■ Instructions:
1. Please answer these questions from the Joe Cocker album article, giving each answer on its own line and marked the same way:
(a) Who produced the album?
(b) Under what title and on which label was it released in Europe?
(c) What position did it reach in the US album charts?
2. Carry on the Joe Cocker album article from its last sentence.

[Begin Selected passage]

Studio album by Joe Cocker
- Released: November 1972
- Recorded: 1971–1972
- Genre: Blues rock, Southern rock
- Length: 42:28
- Label: A&M SP 4368
- Producer: Denny Cordell and Nigel Thomas

Joe Cocker chronology
| Mad Dogs & Englishmen (1970) | Joe Cocker (1972) | I Can Stand a Little Rain (1974) |

Singles from Joe Cocker
- "High Time We Went" b/w "Black-Eyed Blues A&M 1258"; "Midnight Rider" b/w "Woman to Woman A&M 1370";

= Joe Cocker (album) =

Joe Cocker is the self-titled third studio album by the English singer Joe Cocker, released in 1972 in Europe as Something to Say on Cube Records, and in the US as Joe Cocker on A&M Records. It contains the hit single "High Time We Went", that was released in the summer of 1971. Joe Cocker signalled Cocker's change of direction into a more jazzy, blues style. The album reached no. 30 in the US album charts. However, although it received a positive response from the press, it made no impression on the British and European charts.

[End Selected passage]
[Begin Supplied data]

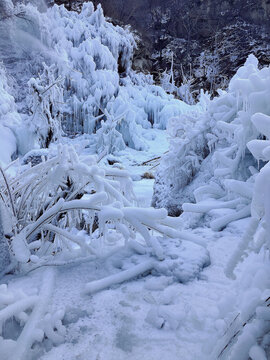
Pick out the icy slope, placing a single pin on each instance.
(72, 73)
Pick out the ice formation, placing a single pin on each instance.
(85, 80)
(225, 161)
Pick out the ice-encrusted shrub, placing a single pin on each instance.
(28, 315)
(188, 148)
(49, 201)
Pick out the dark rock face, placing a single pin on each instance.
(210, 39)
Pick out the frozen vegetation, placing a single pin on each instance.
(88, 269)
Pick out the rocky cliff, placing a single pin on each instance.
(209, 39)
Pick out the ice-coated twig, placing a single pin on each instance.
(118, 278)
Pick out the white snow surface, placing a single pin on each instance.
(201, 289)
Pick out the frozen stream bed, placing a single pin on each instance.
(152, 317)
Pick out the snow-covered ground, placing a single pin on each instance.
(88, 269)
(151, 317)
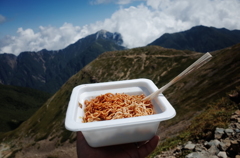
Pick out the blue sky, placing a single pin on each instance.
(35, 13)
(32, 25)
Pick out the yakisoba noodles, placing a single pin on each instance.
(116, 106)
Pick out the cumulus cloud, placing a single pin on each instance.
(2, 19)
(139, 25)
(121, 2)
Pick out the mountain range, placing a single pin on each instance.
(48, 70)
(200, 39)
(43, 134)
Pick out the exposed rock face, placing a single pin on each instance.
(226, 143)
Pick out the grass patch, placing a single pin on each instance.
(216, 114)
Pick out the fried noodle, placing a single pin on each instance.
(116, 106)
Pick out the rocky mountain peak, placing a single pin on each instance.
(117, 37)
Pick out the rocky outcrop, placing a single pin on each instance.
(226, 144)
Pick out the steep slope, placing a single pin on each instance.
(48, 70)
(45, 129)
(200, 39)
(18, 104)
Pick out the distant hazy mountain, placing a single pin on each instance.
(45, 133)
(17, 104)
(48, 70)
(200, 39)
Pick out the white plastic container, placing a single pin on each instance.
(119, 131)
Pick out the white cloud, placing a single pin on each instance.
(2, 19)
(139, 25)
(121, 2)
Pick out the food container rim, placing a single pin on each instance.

[End Supplied data]
[Begin Supplied data]

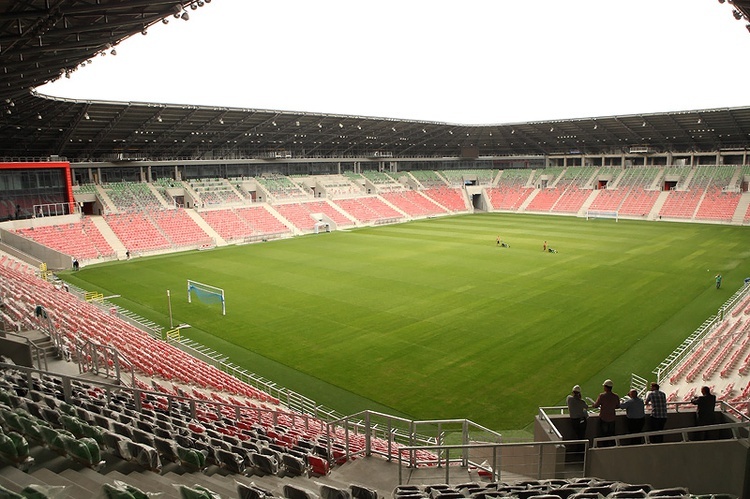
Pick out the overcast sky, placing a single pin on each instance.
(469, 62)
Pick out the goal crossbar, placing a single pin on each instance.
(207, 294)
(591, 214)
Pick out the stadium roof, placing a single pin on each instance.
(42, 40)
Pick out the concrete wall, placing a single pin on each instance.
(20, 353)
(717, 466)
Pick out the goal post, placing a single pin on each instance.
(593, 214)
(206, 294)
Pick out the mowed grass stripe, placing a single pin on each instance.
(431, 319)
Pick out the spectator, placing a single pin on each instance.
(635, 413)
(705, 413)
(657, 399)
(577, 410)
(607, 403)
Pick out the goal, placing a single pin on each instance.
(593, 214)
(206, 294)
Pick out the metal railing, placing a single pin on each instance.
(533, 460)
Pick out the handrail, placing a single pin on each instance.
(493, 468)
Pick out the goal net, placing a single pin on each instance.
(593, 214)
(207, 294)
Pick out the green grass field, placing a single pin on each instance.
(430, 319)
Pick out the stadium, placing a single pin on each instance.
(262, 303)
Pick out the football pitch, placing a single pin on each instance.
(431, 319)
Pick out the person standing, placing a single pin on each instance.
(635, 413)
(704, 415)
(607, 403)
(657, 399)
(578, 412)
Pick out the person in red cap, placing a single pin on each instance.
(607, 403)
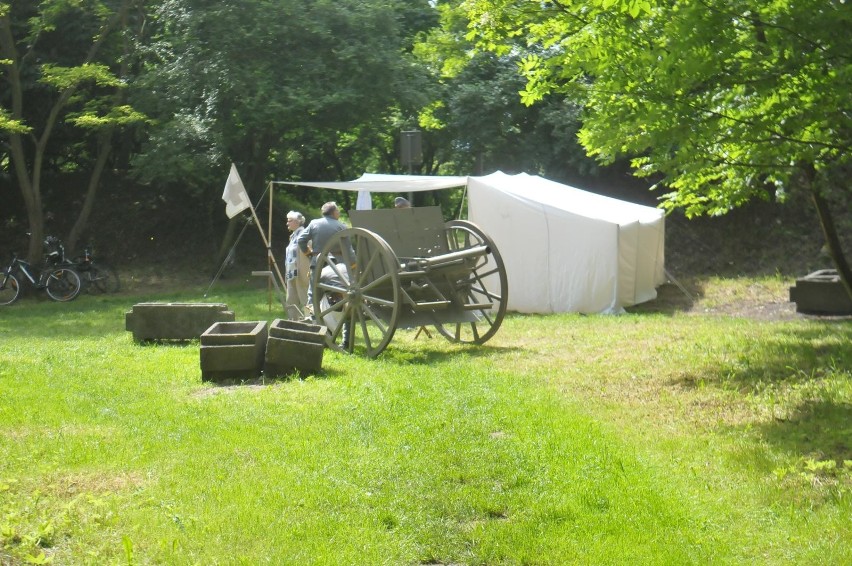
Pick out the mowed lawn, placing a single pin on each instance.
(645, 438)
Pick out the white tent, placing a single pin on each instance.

[End Supplied data]

■ The responses:
1.
(a) Denny Cordell and Nigel Thomas
(b) Something to Say, on Cube Records
(c) No. 30

2.
One of the album tracks, "Woman to Woman", was the basis for Tupac Shakur's successful hit single "California Love".

The album, re-titled as Something to Say, was originally released on CD in 1990 by Castle Communications and in 1998 a remastered edition of the album was released worldwide on A&M Records. Alan White, soon to be Yes' drummer, played on this album alongside Jim Keltner, after he was featured on George Harrison's All Things Must Pass and John Lennon's Live Peace in Toronto, Imagine and Sometime in New-York City albums. Conrad Isidore played with Steve Stills and Hummingbird, among others. Percussionist Rebop Kwaku Baah was known for his work with Traffic and the German band Can.

Professional ratings
Review scores
| Source | Rating |
| Allmusic | Star |
| Christgau's Record Guide | B+ |

== Track listing ==
All tracks composed by Joe Cocker and Chris Stainton, except where indicated.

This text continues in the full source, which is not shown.